Your job is to return every line in the data holding the string "below".
### Extracted data
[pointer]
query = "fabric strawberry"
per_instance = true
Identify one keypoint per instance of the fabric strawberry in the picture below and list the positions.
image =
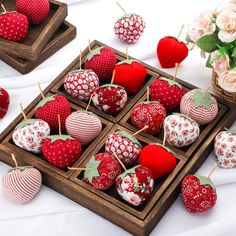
(35, 10)
(4, 102)
(130, 74)
(168, 92)
(171, 51)
(198, 193)
(49, 109)
(81, 84)
(126, 146)
(109, 98)
(129, 28)
(61, 150)
(13, 26)
(150, 113)
(102, 61)
(135, 185)
(102, 170)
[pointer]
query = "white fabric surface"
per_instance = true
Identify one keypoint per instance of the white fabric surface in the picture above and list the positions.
(52, 214)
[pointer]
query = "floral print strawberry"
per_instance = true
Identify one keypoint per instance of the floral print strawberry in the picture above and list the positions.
(110, 98)
(101, 171)
(125, 145)
(225, 148)
(135, 185)
(180, 130)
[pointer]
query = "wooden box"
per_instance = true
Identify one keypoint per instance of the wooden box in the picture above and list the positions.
(38, 35)
(65, 34)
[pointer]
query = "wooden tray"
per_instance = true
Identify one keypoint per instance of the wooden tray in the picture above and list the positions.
(137, 220)
(65, 34)
(38, 36)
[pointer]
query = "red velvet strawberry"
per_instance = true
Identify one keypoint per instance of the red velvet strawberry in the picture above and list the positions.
(150, 113)
(110, 98)
(61, 150)
(168, 92)
(49, 109)
(198, 193)
(4, 102)
(13, 26)
(35, 10)
(102, 170)
(171, 51)
(102, 61)
(126, 146)
(130, 74)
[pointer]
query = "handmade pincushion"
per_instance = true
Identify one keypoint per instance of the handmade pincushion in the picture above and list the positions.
(159, 159)
(81, 84)
(135, 185)
(83, 125)
(102, 170)
(126, 146)
(180, 130)
(199, 105)
(225, 149)
(150, 113)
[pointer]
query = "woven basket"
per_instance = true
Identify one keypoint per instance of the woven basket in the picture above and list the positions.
(220, 91)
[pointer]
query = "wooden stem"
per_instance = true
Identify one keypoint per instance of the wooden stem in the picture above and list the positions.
(121, 8)
(22, 111)
(141, 130)
(41, 91)
(212, 170)
(121, 163)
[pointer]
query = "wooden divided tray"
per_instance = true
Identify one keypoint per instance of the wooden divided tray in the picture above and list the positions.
(65, 34)
(137, 220)
(38, 35)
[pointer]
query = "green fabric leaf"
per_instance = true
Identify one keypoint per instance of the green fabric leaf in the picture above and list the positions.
(93, 171)
(205, 181)
(208, 43)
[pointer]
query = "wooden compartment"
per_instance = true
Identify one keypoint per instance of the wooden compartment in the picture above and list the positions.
(65, 34)
(38, 35)
(59, 87)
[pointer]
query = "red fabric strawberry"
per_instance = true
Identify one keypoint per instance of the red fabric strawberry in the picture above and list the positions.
(35, 10)
(4, 102)
(130, 74)
(49, 109)
(198, 193)
(168, 92)
(109, 98)
(150, 113)
(171, 51)
(159, 159)
(61, 150)
(102, 171)
(13, 26)
(102, 61)
(126, 146)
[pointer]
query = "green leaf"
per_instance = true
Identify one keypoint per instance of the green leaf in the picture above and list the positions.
(92, 171)
(205, 181)
(208, 43)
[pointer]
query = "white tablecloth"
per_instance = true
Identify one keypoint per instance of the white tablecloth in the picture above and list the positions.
(52, 214)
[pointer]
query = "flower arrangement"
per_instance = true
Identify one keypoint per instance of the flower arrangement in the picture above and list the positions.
(214, 32)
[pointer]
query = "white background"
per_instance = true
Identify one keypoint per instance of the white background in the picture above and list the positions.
(52, 214)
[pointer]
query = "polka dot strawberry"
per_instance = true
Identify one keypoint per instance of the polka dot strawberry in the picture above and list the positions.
(81, 84)
(110, 98)
(102, 170)
(150, 113)
(126, 146)
(102, 61)
(13, 26)
(50, 107)
(135, 185)
(168, 92)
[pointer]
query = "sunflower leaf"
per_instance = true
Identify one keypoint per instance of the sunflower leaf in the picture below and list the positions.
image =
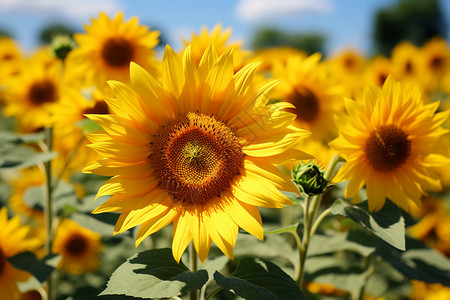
(388, 223)
(259, 279)
(154, 274)
(417, 262)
######
▶ _Exercise response_:
Identify one keypoint per instance of the fabric strawberry in the picture below and list the positions.
Identify one keypoint per instance of the sunflower leaf in the picture below and list the positions.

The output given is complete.